→ **WHAT IS EXPECTED**: In the text about coffeehouse talks on honesty, where was the conversation with Bryan recorded?

→ **STUDY TEXT**:
▽
Megan and Luke are married and have just adopted a baby boy. We talk about how much children should know from their parents and when should they know it. Megan’s friend just had an unplanned pregnancy and had to tell the truth to her teenage children. Luke talks about whether withholding truth from their son someday is the best thing.
Claudia is in medical school and studying ethics as part of her training. This coursework is showing her that there are often more questions than answers when dealing with her patients, in particular, just how honest to be about their prognoses.
I asked Julia at St. Mark’s Coffeehouse if honesty is the best policy and she said being truthful is about more than just one person being honest. It’s about creating something better for the world at large. But she’s also fudged the truth in her own life every now and then….
Michelle has been reading a book that is helping her understand what truth and honesty are all about. She had to shift a romantic relationship into a friendship in order to see if things could work out.
Is honesty the best policy? Tremaine starts his answer saying yes, but when probed further, he admits that in relationship it’s often better to just fudge the truth, at least at the beginning.
Is honesty the best policy? Ben says that’s a question of semantics. He tells me the story of a time when being silent was the best way to handle the truth.
If you ask Bryan what he recalls from the very first moment he fell in love, you have to be careful about what to believe or not. From my series of coffeehouse conversations on different themes, this was recorded at the Bardo Coffeehouse in Denver.
△
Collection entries
▽
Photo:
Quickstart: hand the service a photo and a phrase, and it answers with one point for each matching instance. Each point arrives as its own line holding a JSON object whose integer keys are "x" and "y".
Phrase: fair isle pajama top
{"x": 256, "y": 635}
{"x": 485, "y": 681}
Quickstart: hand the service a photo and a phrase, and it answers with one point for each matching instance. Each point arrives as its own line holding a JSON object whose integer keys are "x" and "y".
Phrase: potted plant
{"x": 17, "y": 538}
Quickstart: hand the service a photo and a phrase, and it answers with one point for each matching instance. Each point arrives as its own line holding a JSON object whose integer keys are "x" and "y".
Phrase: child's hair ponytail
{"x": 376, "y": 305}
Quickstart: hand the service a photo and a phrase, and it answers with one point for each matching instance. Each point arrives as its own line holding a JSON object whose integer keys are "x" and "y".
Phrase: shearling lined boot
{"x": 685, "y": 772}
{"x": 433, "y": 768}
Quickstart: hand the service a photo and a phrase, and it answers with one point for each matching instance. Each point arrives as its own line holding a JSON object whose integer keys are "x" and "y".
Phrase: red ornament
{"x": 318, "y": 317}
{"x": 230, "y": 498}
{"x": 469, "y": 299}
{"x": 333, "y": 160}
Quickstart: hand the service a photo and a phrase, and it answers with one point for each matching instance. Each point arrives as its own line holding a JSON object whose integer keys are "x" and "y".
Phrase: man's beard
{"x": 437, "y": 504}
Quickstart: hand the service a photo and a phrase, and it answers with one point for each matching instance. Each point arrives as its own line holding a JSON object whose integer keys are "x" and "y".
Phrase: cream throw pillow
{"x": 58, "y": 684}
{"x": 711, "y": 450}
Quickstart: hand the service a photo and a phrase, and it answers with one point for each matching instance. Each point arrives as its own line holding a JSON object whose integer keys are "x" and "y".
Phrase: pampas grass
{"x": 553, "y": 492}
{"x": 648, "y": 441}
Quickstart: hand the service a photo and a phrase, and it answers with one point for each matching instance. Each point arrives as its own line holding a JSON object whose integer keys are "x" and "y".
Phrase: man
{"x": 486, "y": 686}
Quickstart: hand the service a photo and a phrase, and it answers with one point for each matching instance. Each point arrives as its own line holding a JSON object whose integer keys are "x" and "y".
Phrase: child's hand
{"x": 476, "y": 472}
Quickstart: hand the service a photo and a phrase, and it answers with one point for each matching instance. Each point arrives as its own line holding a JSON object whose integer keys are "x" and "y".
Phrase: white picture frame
△
→ **ANSWER FOR THIS EXERCISE**: At the Bardo Coffeehouse in Denver.